● **Texto de origen**:

__________

Un retrato de Wilcock

por Elio Pecora
(Traducción de Alejandro Patat)

Usaba sacos más grandes que los de su medida, de lana inglesa, comprados en los puestos del mercado de via Sannio. De allí venían también los zapatos, con suela de cuero verdadero, solía aclarar, como no se hacen en Italia, donde lo importante es sólo la apariencia. A menudo usaba botas de goma y zapatillas, que tornaban ondulante su andar.

            Vivía en el Mandrione, en via Demetriade, en una casa en planta baja, construida ilegalmente después de la guerra con materiales pobres, como todas las casas de esa calle. Se accedía subiendo tres escalones, pasando primero por un portón de madera y, después, por un espacio terroso y vallado, avivado por un grupito de árboles desmedrados.

            En el interior, las paredes estaban cubiertas de libros, dispuestos en repisas estrechas de madera ordinaria. Del piano, cubierto de polvo, descendía, drapeada, una telaraña. Había un sillón de piel gastada. No había cuadros ni fotografías, quizás ni siquiera había sillas. Había objetos variados, que recogía de la basura durante sus paseos cotidianos. Me pasó a mí también, saliendo con él por la via Appia Pignatelli, tener que volver cargado de banquetas cojas, carteles arrancados y abollados, un teléfono público, un lavabo municipal, una radio vieja.

            Cuando lo conocí y comencé a frecuentarlo con asiduidad y a responder a sus llamados telefónicos que duraban horas, tenía el rostro de Caifás en el Evangelio según San Mateo de Pasolini, indiferente ante la justicia a imponer e, incluso, indignado. Tenía la frente surcada de arrugas, labios finos, ojos grises con una luz entre tierna e insolente.

            Dejaba entrever y derramaba disgusto. También en dosis. Ya no sé si era para mantener distante al otro o para defenderse de una cercanía excesiva: en una filmación de los años setenta, en ocasión de una entrevista para la televisión, mientras explicaba y hablaba de más, entre sarcasmos y argucias, multiplicaba el disgusto de quien lo entrevistaba y el de su futuro espectador. En ese sentimiento de disgusto se enredaban también sus amigos. Como, por ejemplo, la colaboradora del Corriere, que, en Velletri, se quedó inmóvil bajo la lluvia escuchándolo en una de las suyas, mientras él permanecía guarnecido bajo un techo reparador.

            Tenía una perra lulú, pequeña, blanca y negra. La había llamado Puglia porque, saliendo del agua en una playa del sur, se le había acercado y nunca más se había separado de él. Puglia tenía la dentadura superior prominente y la mirada vítrea, y ella también parecía altanera y acusadora. Habría de alojarse, como emblema maternal, en un cuento de Lo stereoscopio. Muerta después de unos años, tuvo un perro abrucés, cuyo pelo terminó por emblanquecer los pocos lugares para sentarse que había en la casa.

__________

● **Partes del material**:
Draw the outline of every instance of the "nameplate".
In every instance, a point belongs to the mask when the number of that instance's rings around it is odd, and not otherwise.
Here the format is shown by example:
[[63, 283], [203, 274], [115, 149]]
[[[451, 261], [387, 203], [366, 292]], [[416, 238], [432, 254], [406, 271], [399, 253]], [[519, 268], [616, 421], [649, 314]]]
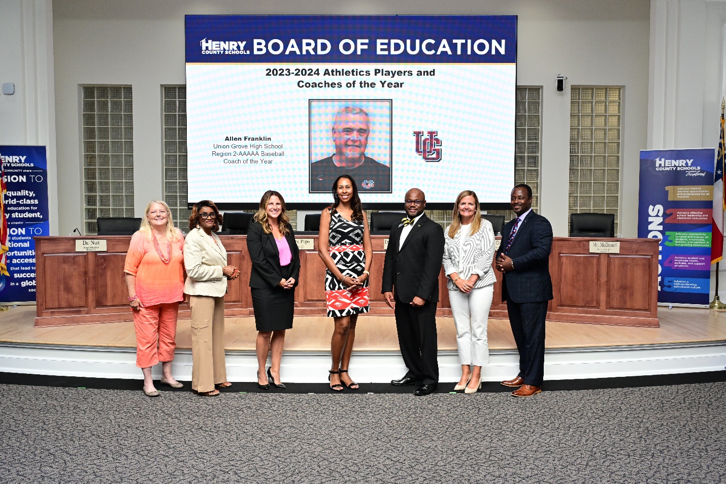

__________

● **Lo que se pide**:
Según el retrato de Wilcock, ¿por qué le puso Puglia a su perra lulú? Responde en una a tres oraciones.

● **Resultado del ejercicio**:
Le puso Puglia porque, cuando salió del agua en una playa del sur, la perra se le acercó. Desde entonces no se separó nunca más de él.